REQUIRED TASK A: Collect each line in the entries below that contains the word "dark". Case counts.

SELECTED EXTRACT:
■ ■ ■ ■ ■ ■ ■
Reputation: 368
I have found two diferent aproaches to Dijkstra's priority queue.
Shouldn't the time complexities be different?
The implementation you usually find for Dijkstra's shortest path starts filling the priority queue with ALL vertices:
(From wikipedia's pseudocode:)
for each vertex v in Graph:
dist[v] ← INFINITY
prev[v] ← UNDEFINED
add v to Q
dist[source] ← 0
[...]
However, as said in The Big O on the Dijkstra Fibonacci-heap solution, the complexity of Dijkstra's shortest path algorithm is:
O(|E| |decrease-key(Q)| + |V| |extract-min(Q)|)
Using a binary heap as priority queue that is equal to: O((E + V)log(Q))
as decrease-key(Q) and extract-min(Q) are both O(log(|Q|))
Or if you fill the queue with all vertices: O((E+V)log(V))
The implementation found in python's networkx package, however, doesn't fill the priority queue with all vertices. It starts only with the source vertex and continues to insert other vertices as they are discovered. Something like:
Q = priority queue
seen = provisional distances to every 'seen' vertex
add source to Q
seen[source] ← 0
while Q not empty:
v = pop(Q)
■ ■ ■ ■ ■ ■ ■
RECORDS PROVIDED:
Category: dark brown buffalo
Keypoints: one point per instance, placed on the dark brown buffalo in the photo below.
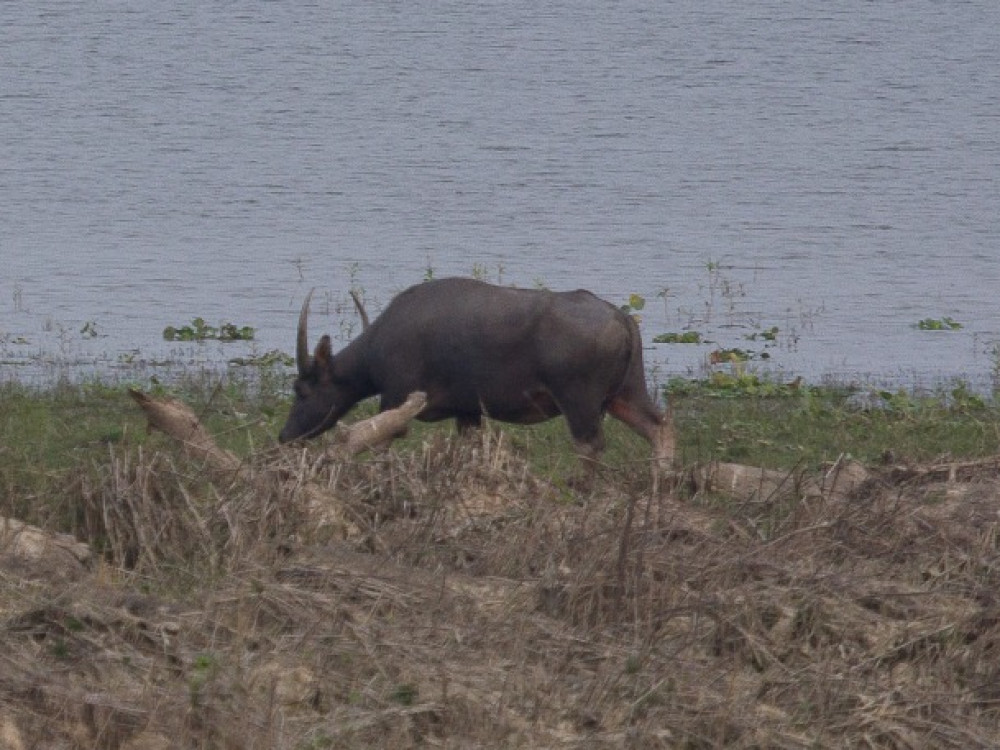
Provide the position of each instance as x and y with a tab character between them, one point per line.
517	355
■ ■ ■ ■ ■ ■ ■
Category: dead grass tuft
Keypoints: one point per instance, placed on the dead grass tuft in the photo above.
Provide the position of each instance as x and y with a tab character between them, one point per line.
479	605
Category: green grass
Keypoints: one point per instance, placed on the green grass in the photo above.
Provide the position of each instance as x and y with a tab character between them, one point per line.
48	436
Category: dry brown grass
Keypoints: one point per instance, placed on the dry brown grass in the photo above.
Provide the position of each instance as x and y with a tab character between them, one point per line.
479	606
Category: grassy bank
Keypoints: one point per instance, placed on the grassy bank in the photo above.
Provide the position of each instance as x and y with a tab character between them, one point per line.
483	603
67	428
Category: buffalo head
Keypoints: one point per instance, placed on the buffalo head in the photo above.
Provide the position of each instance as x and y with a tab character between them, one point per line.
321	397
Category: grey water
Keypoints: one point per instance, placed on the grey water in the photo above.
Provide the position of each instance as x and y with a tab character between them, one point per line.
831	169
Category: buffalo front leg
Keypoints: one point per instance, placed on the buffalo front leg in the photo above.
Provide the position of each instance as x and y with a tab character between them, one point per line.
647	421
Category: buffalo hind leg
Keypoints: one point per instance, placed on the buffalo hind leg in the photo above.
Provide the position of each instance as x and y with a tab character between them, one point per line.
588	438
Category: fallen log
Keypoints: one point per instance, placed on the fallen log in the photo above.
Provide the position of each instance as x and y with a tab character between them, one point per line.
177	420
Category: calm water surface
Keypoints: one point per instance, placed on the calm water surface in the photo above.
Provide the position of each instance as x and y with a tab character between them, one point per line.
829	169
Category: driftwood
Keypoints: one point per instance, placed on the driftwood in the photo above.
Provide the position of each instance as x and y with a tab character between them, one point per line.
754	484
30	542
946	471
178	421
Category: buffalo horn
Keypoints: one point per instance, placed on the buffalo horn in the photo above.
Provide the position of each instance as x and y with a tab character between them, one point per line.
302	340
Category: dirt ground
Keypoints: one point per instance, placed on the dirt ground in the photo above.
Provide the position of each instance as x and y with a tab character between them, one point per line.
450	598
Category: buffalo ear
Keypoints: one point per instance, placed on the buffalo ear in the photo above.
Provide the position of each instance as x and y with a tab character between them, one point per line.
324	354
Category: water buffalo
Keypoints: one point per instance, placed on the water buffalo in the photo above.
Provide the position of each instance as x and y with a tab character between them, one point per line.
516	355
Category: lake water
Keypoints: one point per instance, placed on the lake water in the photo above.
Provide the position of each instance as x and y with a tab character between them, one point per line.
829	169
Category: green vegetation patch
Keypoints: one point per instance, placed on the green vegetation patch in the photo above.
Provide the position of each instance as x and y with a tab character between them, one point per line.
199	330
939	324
■ ■ ■ ■ ■ ■ ■
REQUIRED TASK B: In the thread on Dijkstra's priority queue, what does the networkx implementation put in the priority queue at the start?

RESPONSE A:
Category: dark brown buffalo
Keypoints: one point per instance, placed on the dark brown buffalo in the photo below.

RESPONSE B: Only the source vertex. Other vertices are added as they are discovered.